Excerpts of labeled region data:
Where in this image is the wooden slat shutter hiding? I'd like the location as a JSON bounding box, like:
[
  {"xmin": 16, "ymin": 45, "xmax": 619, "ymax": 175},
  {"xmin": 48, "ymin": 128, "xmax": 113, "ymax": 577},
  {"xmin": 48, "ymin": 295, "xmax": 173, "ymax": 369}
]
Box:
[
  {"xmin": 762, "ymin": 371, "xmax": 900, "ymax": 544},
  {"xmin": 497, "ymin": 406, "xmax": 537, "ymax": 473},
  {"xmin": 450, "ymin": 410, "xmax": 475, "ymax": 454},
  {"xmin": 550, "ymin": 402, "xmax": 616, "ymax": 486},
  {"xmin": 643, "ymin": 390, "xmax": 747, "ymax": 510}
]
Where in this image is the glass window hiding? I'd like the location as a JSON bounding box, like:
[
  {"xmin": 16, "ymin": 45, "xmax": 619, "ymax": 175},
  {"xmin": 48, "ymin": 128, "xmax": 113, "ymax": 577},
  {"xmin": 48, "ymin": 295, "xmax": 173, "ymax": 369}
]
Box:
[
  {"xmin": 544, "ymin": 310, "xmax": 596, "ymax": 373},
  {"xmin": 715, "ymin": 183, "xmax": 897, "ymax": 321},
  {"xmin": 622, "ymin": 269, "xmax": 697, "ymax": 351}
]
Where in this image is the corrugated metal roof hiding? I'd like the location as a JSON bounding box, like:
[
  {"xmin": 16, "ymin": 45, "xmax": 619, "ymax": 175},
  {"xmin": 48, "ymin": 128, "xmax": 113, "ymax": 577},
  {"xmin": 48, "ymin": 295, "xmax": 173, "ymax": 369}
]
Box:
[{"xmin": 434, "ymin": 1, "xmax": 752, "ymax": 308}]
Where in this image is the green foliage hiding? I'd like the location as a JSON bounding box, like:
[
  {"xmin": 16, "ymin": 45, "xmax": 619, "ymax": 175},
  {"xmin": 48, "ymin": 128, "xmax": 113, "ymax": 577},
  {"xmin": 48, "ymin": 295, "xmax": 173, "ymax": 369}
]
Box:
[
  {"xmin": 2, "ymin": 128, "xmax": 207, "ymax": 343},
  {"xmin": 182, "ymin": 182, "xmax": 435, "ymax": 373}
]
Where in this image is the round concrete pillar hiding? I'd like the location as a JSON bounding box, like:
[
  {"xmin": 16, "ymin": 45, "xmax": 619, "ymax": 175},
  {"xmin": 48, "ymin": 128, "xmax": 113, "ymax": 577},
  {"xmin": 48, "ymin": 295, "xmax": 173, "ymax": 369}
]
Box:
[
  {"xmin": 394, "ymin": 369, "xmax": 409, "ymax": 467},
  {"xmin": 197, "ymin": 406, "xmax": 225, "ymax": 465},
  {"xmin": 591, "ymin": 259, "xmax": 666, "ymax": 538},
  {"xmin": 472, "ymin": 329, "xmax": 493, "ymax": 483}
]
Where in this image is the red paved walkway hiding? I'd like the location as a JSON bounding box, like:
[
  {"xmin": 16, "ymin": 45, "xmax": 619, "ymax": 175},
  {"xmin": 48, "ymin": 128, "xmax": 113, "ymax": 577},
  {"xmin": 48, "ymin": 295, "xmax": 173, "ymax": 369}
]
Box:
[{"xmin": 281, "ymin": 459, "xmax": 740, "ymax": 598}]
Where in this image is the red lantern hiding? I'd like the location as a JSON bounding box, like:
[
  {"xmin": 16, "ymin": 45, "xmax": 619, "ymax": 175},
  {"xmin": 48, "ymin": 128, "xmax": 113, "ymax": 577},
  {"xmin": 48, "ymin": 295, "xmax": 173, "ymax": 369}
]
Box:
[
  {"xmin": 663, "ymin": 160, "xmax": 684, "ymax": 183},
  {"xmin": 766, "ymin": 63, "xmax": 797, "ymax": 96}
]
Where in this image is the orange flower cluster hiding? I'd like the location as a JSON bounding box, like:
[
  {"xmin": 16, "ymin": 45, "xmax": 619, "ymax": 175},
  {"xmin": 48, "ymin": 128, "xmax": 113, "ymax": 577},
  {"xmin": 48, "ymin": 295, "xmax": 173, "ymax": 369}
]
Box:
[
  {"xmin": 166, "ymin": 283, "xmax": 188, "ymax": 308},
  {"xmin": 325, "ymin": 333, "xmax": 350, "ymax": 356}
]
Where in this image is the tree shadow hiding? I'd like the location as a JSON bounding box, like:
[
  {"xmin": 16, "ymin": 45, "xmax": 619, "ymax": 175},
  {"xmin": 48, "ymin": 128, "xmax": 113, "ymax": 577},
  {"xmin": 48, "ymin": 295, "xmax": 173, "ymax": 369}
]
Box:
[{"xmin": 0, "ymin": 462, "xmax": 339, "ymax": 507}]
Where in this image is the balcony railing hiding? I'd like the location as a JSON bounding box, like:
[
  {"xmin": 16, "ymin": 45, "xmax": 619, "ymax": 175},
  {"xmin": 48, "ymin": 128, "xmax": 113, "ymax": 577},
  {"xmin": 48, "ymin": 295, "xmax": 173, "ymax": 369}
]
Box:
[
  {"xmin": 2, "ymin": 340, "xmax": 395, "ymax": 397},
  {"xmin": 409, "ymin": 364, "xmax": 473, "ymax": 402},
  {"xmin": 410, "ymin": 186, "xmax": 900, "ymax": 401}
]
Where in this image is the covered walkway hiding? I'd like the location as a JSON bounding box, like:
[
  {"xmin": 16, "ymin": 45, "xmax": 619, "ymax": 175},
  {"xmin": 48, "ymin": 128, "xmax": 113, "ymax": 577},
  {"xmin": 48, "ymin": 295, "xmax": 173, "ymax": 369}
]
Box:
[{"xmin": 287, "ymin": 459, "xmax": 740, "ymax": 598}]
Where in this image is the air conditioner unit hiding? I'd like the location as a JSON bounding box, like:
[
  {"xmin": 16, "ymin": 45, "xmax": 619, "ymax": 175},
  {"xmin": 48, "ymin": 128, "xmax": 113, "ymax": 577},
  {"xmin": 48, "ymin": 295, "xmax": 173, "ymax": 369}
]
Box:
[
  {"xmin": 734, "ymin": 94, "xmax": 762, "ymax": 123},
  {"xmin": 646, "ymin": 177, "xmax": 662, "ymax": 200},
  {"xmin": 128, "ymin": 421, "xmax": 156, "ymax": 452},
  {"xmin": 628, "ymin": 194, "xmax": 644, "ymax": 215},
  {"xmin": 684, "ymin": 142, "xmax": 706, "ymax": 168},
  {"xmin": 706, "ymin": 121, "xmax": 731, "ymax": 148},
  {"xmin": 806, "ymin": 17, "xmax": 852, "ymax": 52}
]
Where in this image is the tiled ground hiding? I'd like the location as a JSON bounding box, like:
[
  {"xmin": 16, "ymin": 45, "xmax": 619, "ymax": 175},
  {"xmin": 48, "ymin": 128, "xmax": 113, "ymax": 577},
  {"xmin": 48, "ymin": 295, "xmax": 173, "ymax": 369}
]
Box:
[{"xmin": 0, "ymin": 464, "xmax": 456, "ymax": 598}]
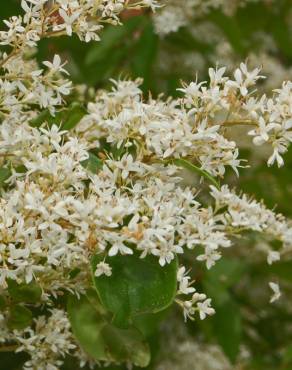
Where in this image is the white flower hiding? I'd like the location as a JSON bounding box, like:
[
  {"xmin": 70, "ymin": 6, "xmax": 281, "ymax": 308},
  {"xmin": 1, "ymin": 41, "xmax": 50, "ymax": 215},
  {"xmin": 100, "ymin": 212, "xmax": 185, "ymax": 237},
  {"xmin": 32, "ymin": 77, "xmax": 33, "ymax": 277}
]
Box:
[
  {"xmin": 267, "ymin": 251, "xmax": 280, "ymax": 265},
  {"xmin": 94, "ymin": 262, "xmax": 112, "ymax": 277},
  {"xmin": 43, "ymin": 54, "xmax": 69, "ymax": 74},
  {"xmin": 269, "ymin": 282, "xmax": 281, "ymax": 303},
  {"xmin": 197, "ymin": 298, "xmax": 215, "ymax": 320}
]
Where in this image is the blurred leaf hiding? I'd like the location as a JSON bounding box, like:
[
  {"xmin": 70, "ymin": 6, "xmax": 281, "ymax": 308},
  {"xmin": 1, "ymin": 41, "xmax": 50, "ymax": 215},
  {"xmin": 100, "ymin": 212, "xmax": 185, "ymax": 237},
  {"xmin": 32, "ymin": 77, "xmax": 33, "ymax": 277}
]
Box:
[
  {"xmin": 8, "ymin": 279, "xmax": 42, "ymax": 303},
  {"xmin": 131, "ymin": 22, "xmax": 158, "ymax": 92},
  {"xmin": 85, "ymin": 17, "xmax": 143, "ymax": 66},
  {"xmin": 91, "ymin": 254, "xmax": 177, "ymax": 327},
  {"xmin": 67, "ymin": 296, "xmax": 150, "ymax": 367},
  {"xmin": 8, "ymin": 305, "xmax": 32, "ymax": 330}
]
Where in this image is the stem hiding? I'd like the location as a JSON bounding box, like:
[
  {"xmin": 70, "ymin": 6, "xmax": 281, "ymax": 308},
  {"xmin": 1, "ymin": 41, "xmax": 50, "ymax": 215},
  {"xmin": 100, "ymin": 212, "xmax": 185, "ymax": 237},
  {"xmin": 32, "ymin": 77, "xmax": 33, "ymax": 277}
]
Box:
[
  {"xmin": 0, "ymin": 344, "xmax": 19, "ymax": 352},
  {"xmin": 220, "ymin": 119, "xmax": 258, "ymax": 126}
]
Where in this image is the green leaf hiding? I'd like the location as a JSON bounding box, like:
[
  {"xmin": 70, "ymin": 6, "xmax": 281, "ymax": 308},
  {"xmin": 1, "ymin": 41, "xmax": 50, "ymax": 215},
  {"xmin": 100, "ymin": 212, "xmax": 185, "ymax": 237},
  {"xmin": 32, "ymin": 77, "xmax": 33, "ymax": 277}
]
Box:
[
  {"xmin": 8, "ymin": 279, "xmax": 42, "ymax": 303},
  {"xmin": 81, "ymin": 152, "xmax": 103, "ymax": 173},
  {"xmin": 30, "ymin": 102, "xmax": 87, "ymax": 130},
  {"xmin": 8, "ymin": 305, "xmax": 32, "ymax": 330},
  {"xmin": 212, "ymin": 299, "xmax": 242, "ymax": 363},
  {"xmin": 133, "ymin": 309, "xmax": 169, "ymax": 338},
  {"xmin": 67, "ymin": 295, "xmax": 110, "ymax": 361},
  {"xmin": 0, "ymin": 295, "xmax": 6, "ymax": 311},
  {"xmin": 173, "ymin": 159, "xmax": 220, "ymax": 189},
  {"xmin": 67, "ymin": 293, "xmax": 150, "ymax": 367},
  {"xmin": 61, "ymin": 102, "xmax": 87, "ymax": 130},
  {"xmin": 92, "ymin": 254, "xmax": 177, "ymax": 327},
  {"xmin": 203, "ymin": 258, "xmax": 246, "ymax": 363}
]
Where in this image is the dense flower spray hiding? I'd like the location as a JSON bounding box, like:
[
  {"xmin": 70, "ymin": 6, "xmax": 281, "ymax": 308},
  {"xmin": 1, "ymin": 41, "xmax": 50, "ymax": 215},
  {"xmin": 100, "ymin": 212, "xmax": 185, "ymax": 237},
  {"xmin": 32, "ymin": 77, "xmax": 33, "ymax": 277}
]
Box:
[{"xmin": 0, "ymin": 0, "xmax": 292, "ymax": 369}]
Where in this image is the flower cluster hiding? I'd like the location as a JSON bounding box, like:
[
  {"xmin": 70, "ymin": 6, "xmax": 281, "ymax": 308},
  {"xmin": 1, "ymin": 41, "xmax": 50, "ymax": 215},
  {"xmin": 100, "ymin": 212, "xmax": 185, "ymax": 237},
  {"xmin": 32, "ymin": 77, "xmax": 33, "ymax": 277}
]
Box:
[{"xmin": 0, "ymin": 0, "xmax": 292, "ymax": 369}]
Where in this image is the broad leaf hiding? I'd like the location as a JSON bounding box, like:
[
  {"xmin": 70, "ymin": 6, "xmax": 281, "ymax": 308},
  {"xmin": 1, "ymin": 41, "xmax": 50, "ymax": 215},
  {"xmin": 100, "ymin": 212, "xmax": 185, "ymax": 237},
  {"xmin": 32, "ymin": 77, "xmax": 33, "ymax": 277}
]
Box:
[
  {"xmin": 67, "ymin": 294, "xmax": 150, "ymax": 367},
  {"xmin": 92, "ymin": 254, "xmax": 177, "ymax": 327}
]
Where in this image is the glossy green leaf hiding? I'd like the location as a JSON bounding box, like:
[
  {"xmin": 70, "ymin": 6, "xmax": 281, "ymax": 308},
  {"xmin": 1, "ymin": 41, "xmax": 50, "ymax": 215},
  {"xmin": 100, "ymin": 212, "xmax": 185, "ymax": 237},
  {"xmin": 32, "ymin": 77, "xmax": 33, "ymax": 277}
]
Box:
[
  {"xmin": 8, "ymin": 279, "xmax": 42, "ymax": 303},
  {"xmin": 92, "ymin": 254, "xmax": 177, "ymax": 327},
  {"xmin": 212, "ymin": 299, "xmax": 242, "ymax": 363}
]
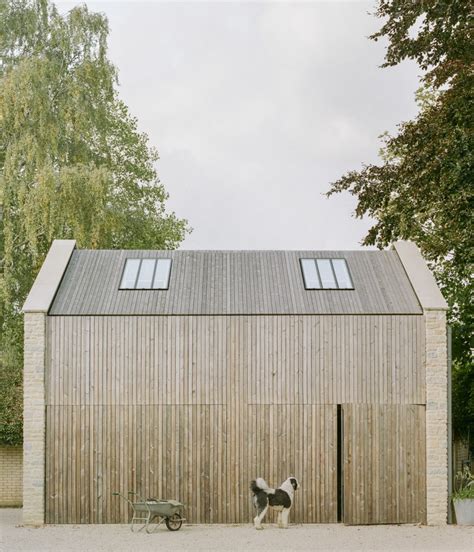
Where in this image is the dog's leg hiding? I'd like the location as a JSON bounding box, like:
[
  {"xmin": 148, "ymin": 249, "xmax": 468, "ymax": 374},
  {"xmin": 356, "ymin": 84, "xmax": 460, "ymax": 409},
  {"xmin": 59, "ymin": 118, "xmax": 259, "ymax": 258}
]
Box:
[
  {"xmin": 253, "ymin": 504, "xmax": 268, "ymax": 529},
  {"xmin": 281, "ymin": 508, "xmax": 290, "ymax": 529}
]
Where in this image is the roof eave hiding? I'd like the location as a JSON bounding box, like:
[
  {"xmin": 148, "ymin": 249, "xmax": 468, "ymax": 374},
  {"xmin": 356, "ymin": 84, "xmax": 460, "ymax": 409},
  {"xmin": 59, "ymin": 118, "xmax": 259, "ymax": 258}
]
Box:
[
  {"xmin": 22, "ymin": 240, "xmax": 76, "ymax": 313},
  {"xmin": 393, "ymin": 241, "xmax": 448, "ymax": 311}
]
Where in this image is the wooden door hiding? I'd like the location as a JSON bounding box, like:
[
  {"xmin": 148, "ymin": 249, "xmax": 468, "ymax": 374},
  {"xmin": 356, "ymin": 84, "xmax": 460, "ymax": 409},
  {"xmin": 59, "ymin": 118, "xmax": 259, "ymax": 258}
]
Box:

● **Work to complete**: Locate every line above that contains the string "leaf" and copy each such line in full.

● **Result**:
Where in this image is the blurred leaf hiding? I'd like the location as a JSON bounding box, like:
Where in this image is the green leaf hiding? I'd like the location as a JSON bounding box, like:
Where in this image is the broad leaf hiding? I'd like the location as a JSON bounding box, like:
Where in this image is the glossy green leaf hiding? I'd like the location as a JSON bounding box, like:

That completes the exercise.